** Opening Data provided block **
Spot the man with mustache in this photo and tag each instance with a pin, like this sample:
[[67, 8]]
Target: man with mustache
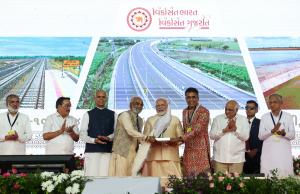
[[126, 139], [97, 130], [229, 131], [277, 130], [15, 129], [163, 158], [60, 129]]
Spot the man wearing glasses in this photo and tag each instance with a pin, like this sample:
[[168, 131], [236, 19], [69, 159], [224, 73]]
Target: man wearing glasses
[[276, 130], [196, 157], [15, 129], [60, 129], [229, 132], [253, 144]]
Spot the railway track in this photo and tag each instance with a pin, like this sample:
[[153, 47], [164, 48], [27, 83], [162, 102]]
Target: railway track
[[33, 93]]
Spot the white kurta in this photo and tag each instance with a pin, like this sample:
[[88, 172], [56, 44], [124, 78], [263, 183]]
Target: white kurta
[[276, 150], [62, 144], [22, 127], [95, 164], [229, 147]]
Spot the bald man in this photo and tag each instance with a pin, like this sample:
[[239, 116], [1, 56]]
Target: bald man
[[127, 135], [163, 158], [97, 130], [229, 131], [276, 130]]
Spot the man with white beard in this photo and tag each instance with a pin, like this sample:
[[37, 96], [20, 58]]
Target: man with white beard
[[15, 129], [127, 136], [163, 158], [277, 130]]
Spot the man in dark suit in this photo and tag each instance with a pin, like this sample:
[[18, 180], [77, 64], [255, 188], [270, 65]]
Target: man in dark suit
[[253, 144]]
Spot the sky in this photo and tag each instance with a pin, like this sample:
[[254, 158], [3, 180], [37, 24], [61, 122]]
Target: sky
[[44, 46]]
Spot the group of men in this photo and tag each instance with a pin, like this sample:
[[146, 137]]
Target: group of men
[[121, 145]]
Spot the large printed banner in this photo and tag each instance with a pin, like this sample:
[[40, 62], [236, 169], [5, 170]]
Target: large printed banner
[[150, 49]]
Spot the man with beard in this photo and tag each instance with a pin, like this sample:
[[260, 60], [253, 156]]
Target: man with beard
[[126, 139], [97, 128], [60, 129], [276, 130], [163, 158], [15, 129]]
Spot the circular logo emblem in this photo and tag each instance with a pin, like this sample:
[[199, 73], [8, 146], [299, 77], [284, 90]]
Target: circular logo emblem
[[139, 19]]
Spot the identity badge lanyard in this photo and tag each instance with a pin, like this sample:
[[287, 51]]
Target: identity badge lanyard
[[276, 136], [190, 119], [11, 125]]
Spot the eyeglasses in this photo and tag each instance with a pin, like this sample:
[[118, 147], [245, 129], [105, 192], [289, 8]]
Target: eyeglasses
[[250, 108]]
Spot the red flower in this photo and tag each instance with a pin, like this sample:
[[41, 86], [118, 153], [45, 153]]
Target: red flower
[[5, 175], [16, 186], [228, 187], [14, 170]]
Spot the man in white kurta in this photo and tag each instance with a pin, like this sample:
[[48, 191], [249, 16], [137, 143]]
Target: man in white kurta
[[126, 139], [97, 152], [60, 129], [276, 130], [229, 132], [163, 158], [15, 129]]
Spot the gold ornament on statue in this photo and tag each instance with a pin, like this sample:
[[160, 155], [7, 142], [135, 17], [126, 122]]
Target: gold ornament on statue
[[11, 132]]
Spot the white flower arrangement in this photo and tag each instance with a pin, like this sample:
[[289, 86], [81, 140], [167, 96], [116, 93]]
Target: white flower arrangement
[[69, 183]]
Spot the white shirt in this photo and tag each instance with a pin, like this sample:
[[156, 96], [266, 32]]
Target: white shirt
[[22, 127], [85, 125], [62, 144], [229, 147], [277, 150]]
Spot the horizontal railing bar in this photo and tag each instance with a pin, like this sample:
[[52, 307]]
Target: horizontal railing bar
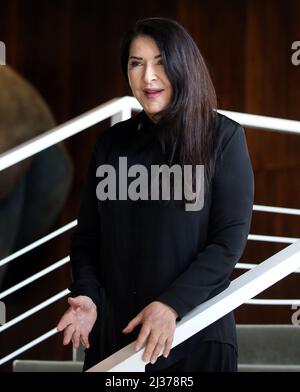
[[37, 243], [34, 310], [278, 210], [27, 346], [34, 277], [242, 289], [270, 238], [110, 109], [66, 130], [251, 265], [256, 207], [264, 122], [257, 301]]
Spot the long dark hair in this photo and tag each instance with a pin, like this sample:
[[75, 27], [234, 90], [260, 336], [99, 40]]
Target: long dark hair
[[188, 123]]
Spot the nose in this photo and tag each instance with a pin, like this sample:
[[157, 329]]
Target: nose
[[149, 73]]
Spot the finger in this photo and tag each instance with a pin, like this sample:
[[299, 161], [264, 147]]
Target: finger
[[151, 344], [133, 323], [157, 350], [85, 341], [63, 323], [74, 302], [76, 339], [68, 334], [168, 347], [142, 337]]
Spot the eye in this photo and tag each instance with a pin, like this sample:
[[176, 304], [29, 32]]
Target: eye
[[134, 63]]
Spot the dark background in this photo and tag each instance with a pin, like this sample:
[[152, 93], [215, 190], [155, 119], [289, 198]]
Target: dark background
[[69, 51]]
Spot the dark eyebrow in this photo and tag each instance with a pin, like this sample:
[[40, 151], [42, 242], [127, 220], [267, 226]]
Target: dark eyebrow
[[141, 58]]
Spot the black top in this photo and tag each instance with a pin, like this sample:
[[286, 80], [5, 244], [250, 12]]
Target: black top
[[126, 254]]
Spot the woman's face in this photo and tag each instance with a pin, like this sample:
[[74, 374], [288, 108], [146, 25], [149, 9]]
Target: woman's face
[[147, 78]]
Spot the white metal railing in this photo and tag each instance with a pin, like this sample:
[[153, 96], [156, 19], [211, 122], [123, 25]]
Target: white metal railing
[[118, 110], [240, 290]]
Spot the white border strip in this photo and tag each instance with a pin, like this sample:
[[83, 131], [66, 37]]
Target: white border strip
[[257, 301], [39, 242], [251, 265], [270, 238], [34, 277], [264, 122], [277, 210]]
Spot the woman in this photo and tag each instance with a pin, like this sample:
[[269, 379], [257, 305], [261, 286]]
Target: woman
[[139, 265]]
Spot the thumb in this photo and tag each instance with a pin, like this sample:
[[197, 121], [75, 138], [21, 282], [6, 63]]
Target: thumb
[[133, 323], [74, 302]]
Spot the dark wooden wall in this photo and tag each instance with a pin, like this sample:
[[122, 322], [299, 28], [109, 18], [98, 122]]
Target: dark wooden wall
[[69, 51]]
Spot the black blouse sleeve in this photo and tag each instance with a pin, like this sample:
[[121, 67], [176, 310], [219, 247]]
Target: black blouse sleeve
[[229, 225], [85, 241]]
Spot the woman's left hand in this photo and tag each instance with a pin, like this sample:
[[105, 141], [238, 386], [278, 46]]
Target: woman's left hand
[[158, 326]]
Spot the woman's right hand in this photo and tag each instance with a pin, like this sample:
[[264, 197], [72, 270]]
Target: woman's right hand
[[78, 321]]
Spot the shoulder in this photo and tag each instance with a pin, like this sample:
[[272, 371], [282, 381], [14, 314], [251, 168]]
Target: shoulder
[[116, 132], [225, 130]]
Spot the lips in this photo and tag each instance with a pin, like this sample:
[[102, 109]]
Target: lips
[[152, 93]]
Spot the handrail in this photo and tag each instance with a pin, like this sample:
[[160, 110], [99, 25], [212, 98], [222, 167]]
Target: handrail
[[34, 277], [239, 291], [120, 109], [70, 225], [38, 242]]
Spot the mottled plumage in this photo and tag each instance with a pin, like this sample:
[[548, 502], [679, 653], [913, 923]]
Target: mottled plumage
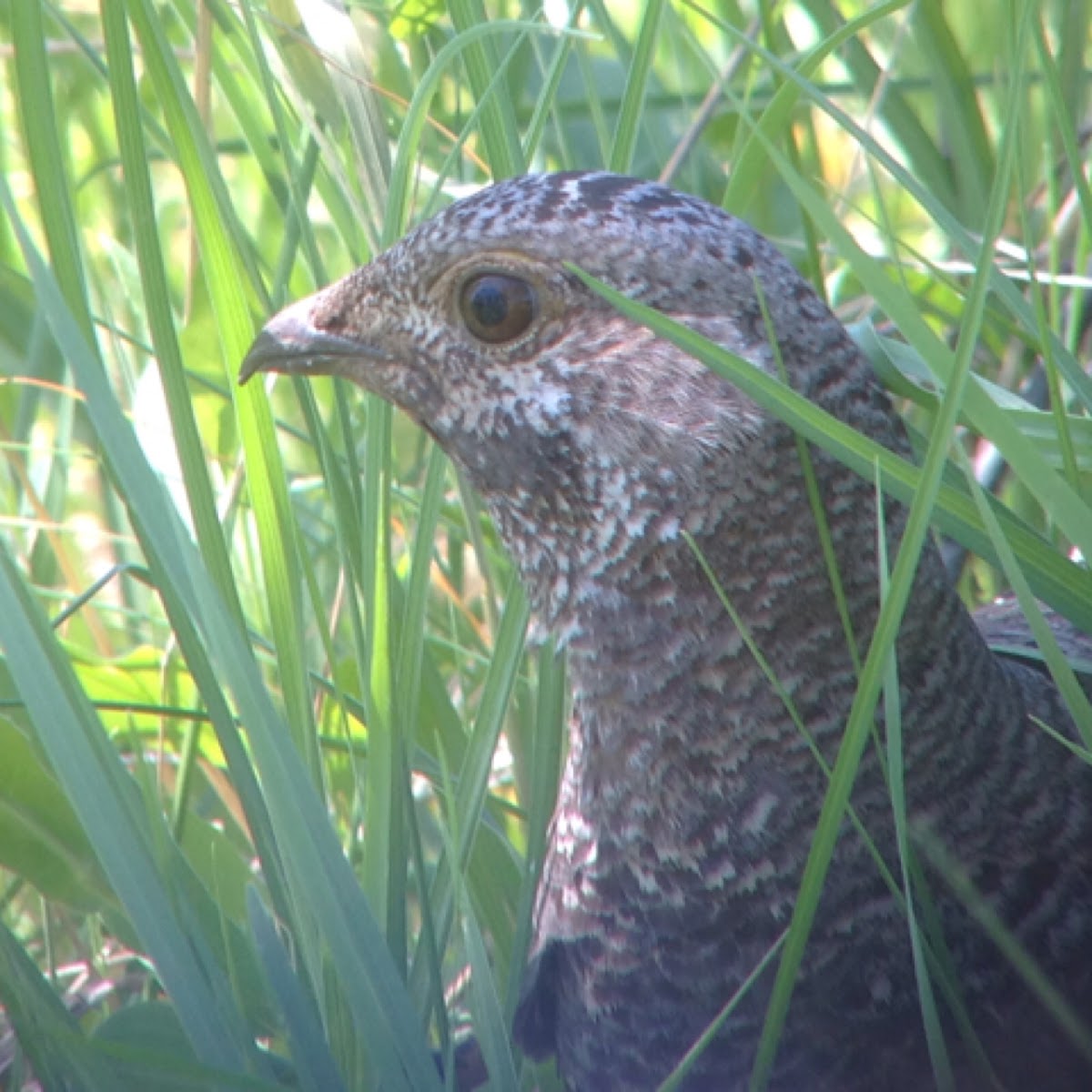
[[691, 795]]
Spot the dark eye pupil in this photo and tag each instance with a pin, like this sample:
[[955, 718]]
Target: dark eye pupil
[[490, 307], [497, 307]]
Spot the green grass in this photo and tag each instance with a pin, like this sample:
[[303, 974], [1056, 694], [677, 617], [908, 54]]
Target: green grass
[[268, 722]]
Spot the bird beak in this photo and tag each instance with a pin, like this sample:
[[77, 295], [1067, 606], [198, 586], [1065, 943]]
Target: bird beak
[[290, 343]]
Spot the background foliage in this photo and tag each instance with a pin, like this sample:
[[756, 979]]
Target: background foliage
[[276, 765]]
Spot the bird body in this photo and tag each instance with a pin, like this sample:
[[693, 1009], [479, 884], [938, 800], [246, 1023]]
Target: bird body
[[622, 474]]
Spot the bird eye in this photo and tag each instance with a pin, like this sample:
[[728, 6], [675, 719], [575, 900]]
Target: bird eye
[[497, 307]]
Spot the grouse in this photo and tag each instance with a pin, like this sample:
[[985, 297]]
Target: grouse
[[642, 496]]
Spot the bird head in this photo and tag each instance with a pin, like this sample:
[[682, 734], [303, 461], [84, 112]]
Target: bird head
[[587, 435]]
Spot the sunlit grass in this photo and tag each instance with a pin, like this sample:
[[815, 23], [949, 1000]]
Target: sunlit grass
[[288, 683]]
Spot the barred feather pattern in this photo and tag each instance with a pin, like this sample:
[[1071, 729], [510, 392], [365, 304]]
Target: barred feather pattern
[[691, 794]]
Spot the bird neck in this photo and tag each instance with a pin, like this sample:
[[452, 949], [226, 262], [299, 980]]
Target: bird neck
[[694, 669]]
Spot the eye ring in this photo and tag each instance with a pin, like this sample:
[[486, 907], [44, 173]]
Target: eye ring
[[497, 307]]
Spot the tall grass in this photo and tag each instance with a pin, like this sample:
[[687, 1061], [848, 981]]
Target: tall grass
[[270, 733]]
** Closing Data provided block **
→ **Problem statement**:
In the material above, one part opens with the line containing "Spot the woman in" and closes with the line containing "Spot the bird beak". Write out that part exactly and skip its pictures.

→ **Exercise solution**:
Spot the woman in this photo and tag each instance with a pin, like this sample:
[[269, 379], [257, 305], [261, 286]]
Target: woman
[[139, 265]]
Spot the thumb in this photo and tag each instance with a pin, like this sample:
[[197, 121], [75, 138], [21, 282], [6, 63]]
Target: thumb
[[133, 323], [74, 302]]
Spot the dark wooden wall in this photo and tag each instance with a pin, like this sample:
[[122, 322], [299, 28], [109, 18], [98, 122]]
Target: dark wooden wall
[[69, 51]]
Spot the black blouse sleeve in this photo and tag each instance with a pin, like this sample:
[[121, 67], [176, 310], [219, 247]]
Target: black blouse sleeve
[[229, 225], [85, 241]]
Spot the woman's left hand in this photo and tag each instance with a pin, like this sample:
[[105, 141], [238, 386], [278, 46]]
Target: woman's left hand
[[158, 326]]
Spot the woman's right hand in this photo and tag each instance with a pin, like this sample:
[[264, 197], [72, 270]]
Target: woman's right hand
[[78, 321]]
Spot the shoulder in this photo and tag each instance with a pin, like this sample:
[[272, 371], [282, 381], [14, 314], [251, 168]]
Target: shoulder
[[116, 132], [225, 130]]
Spot the lips in this photo and tag each instance with a pin, like this sample:
[[102, 109]]
Target: lips
[[152, 93]]
Spot the handrail in this photo and tag each instance with a pin, like this sample:
[[160, 110], [99, 25], [212, 98], [222, 167]]
Target: handrail
[[34, 277], [239, 291], [120, 109], [70, 225], [38, 242]]
Spot the mottled plumage in this photo and tag each instance with a pin, like this sample:
[[548, 502], [679, 653], [913, 923]]
Target: mottled plumage
[[691, 795]]
Spot the dark eye pupil in this photo and tag each instance with a pin, like this sample:
[[955, 718]]
Target: dark eye pupil
[[490, 307], [497, 307]]
Spot the green grass in this photo and tag each instance with a pin, like this sample:
[[303, 974], [1056, 694], [677, 617], [908, 54]]
Target: green grass
[[268, 722]]
Spot the bird beak in this photo and tag each instance with a pin, like this sample:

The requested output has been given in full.